What is being asked:
Find each line in the material below that contains the word "dress", and copy those lines out in full.

• • •

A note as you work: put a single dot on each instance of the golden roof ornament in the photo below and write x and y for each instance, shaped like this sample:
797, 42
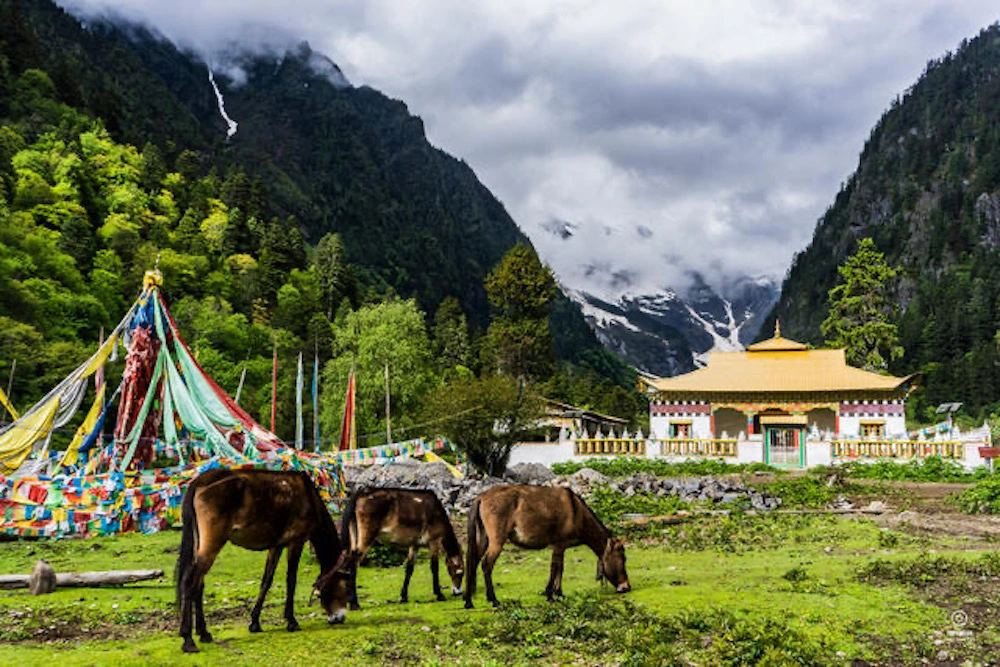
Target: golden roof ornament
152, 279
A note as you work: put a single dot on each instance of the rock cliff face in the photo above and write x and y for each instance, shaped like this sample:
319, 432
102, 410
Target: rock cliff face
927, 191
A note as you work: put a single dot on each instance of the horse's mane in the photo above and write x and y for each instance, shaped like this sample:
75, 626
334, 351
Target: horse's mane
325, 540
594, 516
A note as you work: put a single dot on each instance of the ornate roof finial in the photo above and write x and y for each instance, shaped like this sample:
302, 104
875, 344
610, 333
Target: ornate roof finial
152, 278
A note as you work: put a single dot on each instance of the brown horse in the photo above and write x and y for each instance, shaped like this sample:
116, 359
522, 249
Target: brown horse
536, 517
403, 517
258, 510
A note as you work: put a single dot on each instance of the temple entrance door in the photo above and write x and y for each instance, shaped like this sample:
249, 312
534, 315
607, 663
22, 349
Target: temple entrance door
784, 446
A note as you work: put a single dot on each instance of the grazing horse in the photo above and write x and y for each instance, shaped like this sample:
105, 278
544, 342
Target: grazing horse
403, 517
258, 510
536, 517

• • •

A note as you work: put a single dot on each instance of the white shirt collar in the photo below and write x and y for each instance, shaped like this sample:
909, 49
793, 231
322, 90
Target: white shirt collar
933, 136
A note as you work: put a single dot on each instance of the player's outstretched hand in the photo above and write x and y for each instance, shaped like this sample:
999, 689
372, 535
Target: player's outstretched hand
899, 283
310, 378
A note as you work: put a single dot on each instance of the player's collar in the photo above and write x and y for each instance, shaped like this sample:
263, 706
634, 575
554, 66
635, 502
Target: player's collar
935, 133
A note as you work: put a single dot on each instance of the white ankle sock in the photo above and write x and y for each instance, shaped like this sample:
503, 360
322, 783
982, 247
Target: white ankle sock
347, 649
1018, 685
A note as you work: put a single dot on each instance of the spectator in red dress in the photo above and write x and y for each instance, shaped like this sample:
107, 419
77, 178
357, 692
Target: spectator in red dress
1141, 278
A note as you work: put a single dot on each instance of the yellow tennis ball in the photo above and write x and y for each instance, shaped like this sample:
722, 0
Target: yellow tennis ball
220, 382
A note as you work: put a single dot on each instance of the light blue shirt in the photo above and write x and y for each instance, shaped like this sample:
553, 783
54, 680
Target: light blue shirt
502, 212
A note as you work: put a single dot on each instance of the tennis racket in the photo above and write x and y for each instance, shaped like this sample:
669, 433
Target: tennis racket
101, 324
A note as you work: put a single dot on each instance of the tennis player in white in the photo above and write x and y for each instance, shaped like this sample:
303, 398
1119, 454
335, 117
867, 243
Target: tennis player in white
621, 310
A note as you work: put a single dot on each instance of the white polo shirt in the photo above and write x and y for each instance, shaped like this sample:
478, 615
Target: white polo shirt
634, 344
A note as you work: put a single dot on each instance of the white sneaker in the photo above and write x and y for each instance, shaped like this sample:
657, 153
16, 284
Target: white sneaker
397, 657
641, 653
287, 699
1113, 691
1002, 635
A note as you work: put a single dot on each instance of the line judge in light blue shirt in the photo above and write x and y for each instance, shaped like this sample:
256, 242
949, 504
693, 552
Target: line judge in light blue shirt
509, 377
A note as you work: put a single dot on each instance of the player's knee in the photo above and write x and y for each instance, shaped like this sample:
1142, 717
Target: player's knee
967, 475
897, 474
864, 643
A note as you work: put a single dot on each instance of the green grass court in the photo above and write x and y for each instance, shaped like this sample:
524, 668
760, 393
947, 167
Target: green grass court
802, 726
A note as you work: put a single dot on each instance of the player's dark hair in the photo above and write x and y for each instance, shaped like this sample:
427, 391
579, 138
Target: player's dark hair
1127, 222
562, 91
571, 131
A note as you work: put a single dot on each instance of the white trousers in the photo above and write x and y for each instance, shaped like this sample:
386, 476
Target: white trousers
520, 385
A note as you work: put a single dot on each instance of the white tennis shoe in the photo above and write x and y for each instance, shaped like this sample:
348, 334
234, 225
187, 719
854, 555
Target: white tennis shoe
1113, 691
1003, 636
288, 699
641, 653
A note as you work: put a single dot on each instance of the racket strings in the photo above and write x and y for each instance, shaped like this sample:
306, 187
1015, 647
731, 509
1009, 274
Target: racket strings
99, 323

• • •

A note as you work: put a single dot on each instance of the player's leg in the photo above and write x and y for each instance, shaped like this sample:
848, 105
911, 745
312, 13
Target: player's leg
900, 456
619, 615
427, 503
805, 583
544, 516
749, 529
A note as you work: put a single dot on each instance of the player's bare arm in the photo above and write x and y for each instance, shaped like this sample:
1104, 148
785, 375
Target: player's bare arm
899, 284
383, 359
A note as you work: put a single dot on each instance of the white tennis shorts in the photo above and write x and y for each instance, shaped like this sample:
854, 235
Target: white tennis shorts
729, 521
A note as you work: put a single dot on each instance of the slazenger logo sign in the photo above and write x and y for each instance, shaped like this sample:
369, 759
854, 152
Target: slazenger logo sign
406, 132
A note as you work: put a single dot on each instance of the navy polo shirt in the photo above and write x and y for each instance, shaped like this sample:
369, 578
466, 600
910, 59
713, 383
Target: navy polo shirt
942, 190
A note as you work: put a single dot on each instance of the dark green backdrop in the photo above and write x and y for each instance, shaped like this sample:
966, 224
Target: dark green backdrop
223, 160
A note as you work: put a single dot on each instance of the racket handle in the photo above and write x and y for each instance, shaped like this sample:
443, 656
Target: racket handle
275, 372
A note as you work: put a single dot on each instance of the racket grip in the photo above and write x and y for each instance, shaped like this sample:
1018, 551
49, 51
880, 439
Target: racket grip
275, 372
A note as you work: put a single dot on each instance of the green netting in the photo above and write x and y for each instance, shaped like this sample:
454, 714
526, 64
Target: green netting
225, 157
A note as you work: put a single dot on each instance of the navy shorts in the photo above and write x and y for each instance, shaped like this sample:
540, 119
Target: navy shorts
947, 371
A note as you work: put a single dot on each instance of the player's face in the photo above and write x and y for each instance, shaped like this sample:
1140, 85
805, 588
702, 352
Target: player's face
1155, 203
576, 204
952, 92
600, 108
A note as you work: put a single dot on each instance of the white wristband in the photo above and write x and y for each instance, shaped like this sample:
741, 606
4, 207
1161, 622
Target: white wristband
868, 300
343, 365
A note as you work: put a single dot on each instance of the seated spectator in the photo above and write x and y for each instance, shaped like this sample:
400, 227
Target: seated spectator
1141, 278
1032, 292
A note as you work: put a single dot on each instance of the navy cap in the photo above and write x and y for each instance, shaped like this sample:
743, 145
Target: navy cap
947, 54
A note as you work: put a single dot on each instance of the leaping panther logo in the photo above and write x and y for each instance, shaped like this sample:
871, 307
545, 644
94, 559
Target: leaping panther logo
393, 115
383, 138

• • •

Expected answer:
A note as you work: put a single dot on each instance of the spectator in red dress in the photo above and write x and y for each instance, shaped like this sample:
Target: spectator in red dress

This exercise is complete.